**SET TASK**:
Please write out the data below again, swapping "reply layout" for "answer format" everywhere and changing nothing else. Omit the pictures.

**PROVIDED RECORDS**:
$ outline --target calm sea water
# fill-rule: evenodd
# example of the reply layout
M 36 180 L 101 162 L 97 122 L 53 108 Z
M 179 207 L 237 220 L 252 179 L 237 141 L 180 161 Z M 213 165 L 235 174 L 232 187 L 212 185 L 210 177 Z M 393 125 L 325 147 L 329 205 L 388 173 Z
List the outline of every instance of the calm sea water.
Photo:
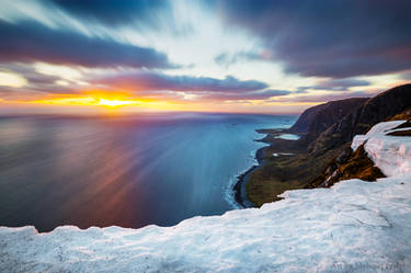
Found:
M 236 207 L 256 128 L 296 116 L 173 114 L 0 118 L 0 226 L 169 226 Z

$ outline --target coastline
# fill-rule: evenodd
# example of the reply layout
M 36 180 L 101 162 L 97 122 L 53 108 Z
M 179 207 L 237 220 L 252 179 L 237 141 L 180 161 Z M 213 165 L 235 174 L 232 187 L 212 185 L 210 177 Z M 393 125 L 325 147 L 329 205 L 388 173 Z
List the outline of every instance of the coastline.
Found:
M 266 146 L 266 147 L 270 147 L 270 146 Z M 255 160 L 258 164 L 252 166 L 246 172 L 237 177 L 237 182 L 232 189 L 235 192 L 235 201 L 237 202 L 237 204 L 239 204 L 243 208 L 255 207 L 255 204 L 249 201 L 249 198 L 247 197 L 246 185 L 250 179 L 250 175 L 263 166 L 264 163 L 263 155 L 264 155 L 264 149 L 266 147 L 261 147 L 260 149 L 255 151 Z
M 283 134 L 293 134 L 298 137 L 301 137 L 301 134 L 289 133 L 288 129 L 289 128 L 255 129 L 255 132 L 260 134 L 265 134 L 265 136 L 254 141 L 264 143 L 264 144 L 267 144 L 267 146 L 261 147 L 255 151 L 254 159 L 256 160 L 256 164 L 252 166 L 247 171 L 244 171 L 243 173 L 237 177 L 237 182 L 235 183 L 232 191 L 235 193 L 233 194 L 235 202 L 240 207 L 242 208 L 258 207 L 256 204 L 254 204 L 248 198 L 247 184 L 250 181 L 250 177 L 265 164 L 265 161 L 267 159 L 265 152 L 271 152 L 274 149 L 275 151 L 278 151 L 278 152 L 287 151 L 287 152 L 293 152 L 289 155 L 295 155 L 294 153 L 296 152 L 295 144 L 297 139 L 293 139 L 293 140 L 283 139 L 279 136 Z M 283 147 L 284 149 L 281 147 L 273 148 L 274 141 L 277 144 L 283 144 L 283 145 L 285 144 Z

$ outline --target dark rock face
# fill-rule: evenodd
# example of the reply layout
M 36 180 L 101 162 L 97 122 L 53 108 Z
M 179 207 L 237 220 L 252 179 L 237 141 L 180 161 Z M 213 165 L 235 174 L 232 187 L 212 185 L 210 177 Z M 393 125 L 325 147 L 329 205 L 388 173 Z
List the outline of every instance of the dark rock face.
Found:
M 369 98 L 353 98 L 331 101 L 310 107 L 299 116 L 298 121 L 288 132 L 292 134 L 304 134 L 299 140 L 299 145 L 308 147 L 321 133 L 363 105 L 368 99 Z
M 341 122 L 334 123 L 311 141 L 308 151 L 321 155 L 329 149 L 349 143 L 355 135 L 365 134 L 373 125 L 408 110 L 411 106 L 411 84 L 400 86 L 385 91 L 347 114 Z
M 361 179 L 370 182 L 379 178 L 385 178 L 384 173 L 374 166 L 364 149 L 364 145 L 361 145 L 355 152 L 350 147 L 344 149 L 320 175 L 305 187 L 330 187 L 343 180 Z

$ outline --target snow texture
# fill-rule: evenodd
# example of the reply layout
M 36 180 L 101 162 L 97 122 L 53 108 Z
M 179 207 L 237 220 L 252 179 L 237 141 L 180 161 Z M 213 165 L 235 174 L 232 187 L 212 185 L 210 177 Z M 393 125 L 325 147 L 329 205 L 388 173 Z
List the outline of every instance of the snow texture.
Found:
M 388 175 L 174 227 L 0 228 L 0 272 L 411 272 L 411 138 L 356 137 Z

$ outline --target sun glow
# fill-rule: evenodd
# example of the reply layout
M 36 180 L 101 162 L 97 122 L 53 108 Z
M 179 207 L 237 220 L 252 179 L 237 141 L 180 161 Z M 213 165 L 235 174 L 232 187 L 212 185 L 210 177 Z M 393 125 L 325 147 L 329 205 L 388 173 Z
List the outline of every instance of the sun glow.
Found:
M 141 104 L 141 102 L 140 101 L 107 100 L 107 99 L 101 98 L 99 101 L 99 104 L 104 105 L 104 106 L 115 107 L 115 106 L 122 106 L 122 105 Z

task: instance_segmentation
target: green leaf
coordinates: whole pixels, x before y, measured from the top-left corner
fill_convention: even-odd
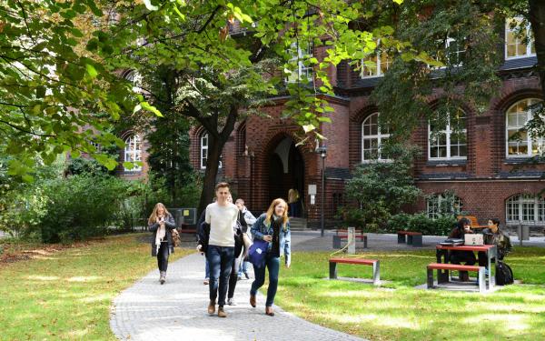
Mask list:
[[[157,11],[159,9],[159,6],[152,5],[152,0],[144,0],[144,5],[150,11]]]
[[[302,125],[302,130],[304,130],[305,134],[308,134],[313,130],[316,130],[316,127],[314,126],[314,125]]]
[[[87,69],[87,74],[89,74],[89,76],[91,78],[96,78],[98,72],[96,72],[96,69],[94,68],[94,66],[93,66],[90,64],[85,64],[85,69]]]
[[[123,163],[123,166],[130,170],[134,168],[134,164],[133,164],[132,162],[125,161]]]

**ANSWER TO THIS TASK**:
$ outline --target calm sea water
# fill-rule: evenodd
# example of the answer format
M 36 180 L 101 162 L 97 122 L 53 108 Z
M 179 207 L 237 220 L 252 179 L 237 141 L 180 161 Z M 213 165 L 235 174 L 232 187 L 212 185 L 210 177 Z M 393 125 L 325 147 L 329 205 L 388 173 Z
List the outline of every instance of the calm sea water.
Photo:
Found:
M 236 207 L 256 128 L 296 116 L 173 114 L 0 118 L 0 226 L 169 226 Z

$ outline --target coastline
# fill-rule: evenodd
# example of the answer format
M 36 180 L 101 162 L 97 122 L 53 108 Z
M 179 207 L 237 220 L 252 179 L 237 141 L 180 161 Z M 213 165 L 235 174 L 232 187 L 212 185 L 210 177 Z M 393 125 L 325 147 L 329 205 L 388 173 Z
List the outline of every instance of the coastline.
Found:
M 266 146 L 266 147 L 270 147 L 270 146 Z M 255 160 L 258 164 L 252 166 L 246 172 L 237 177 L 237 182 L 232 189 L 235 192 L 235 201 L 237 202 L 237 204 L 239 204 L 243 208 L 255 207 L 255 204 L 249 201 L 249 198 L 247 197 L 246 185 L 250 179 L 250 175 L 263 166 L 264 163 L 263 155 L 264 155 L 264 149 L 266 147 L 261 147 L 260 149 L 255 151 Z
M 283 134 L 293 134 L 298 137 L 301 137 L 301 134 L 289 133 L 288 129 L 289 128 L 255 129 L 255 132 L 260 134 L 265 134 L 265 136 L 254 141 L 264 143 L 264 144 L 267 144 L 267 146 L 261 147 L 255 151 L 254 159 L 256 160 L 256 164 L 252 166 L 247 171 L 244 171 L 243 173 L 237 177 L 237 182 L 235 183 L 232 191 L 235 193 L 233 194 L 235 202 L 240 207 L 242 208 L 258 207 L 256 204 L 254 204 L 248 198 L 247 184 L 250 181 L 250 177 L 265 164 L 265 161 L 267 159 L 265 152 L 271 152 L 274 149 L 275 151 L 278 151 L 278 152 L 287 151 L 287 152 L 293 152 L 289 155 L 295 155 L 294 153 L 296 152 L 295 144 L 297 139 L 293 139 L 293 140 L 283 139 L 279 136 Z M 283 147 L 284 149 L 281 147 L 273 148 L 274 141 L 277 144 L 283 144 L 283 145 L 285 144 Z

$ outline --target dark rock face
# fill-rule: evenodd
# example of the answer format
M 36 180 L 101 162 L 97 122 L 53 108 Z
M 179 207 L 237 220 L 252 179 L 237 141 L 180 161 Z M 213 165 L 235 174 L 232 187 L 212 185 L 210 177 Z M 393 125 L 325 147 L 329 205 L 388 173 Z
List the outline of every instance of the dark rock face.
Found:
M 369 98 L 353 98 L 331 101 L 310 107 L 299 116 L 298 121 L 288 132 L 292 134 L 304 134 L 299 140 L 299 145 L 308 147 L 321 133 L 363 105 L 368 99 Z
M 341 122 L 334 123 L 311 141 L 308 151 L 321 155 L 329 149 L 349 143 L 355 135 L 365 134 L 373 125 L 408 110 L 411 106 L 411 84 L 400 86 L 385 91 L 347 114 Z
M 361 179 L 370 182 L 379 178 L 385 178 L 384 173 L 374 166 L 364 149 L 364 145 L 361 145 L 355 152 L 350 147 L 344 149 L 320 175 L 305 187 L 330 187 L 343 180 Z

$ outline --target snow texture
# fill-rule: evenodd
# example of the answer format
M 36 180 L 101 162 L 97 122 L 53 108 Z
M 179 207 L 237 220 L 252 179 L 237 141 L 180 161 Z M 213 165 L 235 174 L 232 187 L 212 185 L 210 177 Z M 393 125 L 325 147 L 329 205 L 388 173 Z
List the outline of every instance of the snow texture.
Found:
M 388 175 L 174 227 L 0 228 L 0 272 L 411 272 L 411 138 L 356 137 Z

$ outline --target sun glow
# fill-rule: evenodd
# example of the answer format
M 36 180 L 101 162 L 97 122 L 53 108 Z
M 179 207 L 237 220 L 252 179 L 237 141 L 180 161 Z M 213 165 L 235 174 L 232 187 L 212 185 L 210 177 Z M 393 125 L 325 147 L 329 205 L 388 173 Z
List the outline of every instance of the sun glow.
Found:
M 141 104 L 141 102 L 140 101 L 107 100 L 107 99 L 101 98 L 99 101 L 99 104 L 104 105 L 104 106 L 115 107 L 115 106 L 122 106 L 122 105 Z

task: instance_segmentation
target: green leaf
coordinates: whole pixels, x before y, measured from the top-left corner
fill_convention: even-odd
Mask list:
[[[157,11],[159,9],[159,6],[152,5],[152,0],[144,0],[144,5],[150,11]]]
[[[302,125],[302,130],[304,130],[305,134],[308,134],[313,130],[316,130],[316,127],[314,126],[314,125]]]
[[[87,69],[87,74],[89,74],[89,76],[91,78],[96,78],[98,72],[96,72],[96,69],[94,68],[94,66],[93,66],[90,64],[85,64],[85,69]]]
[[[123,163],[123,166],[130,170],[134,168],[134,164],[133,164],[132,162],[125,161]]]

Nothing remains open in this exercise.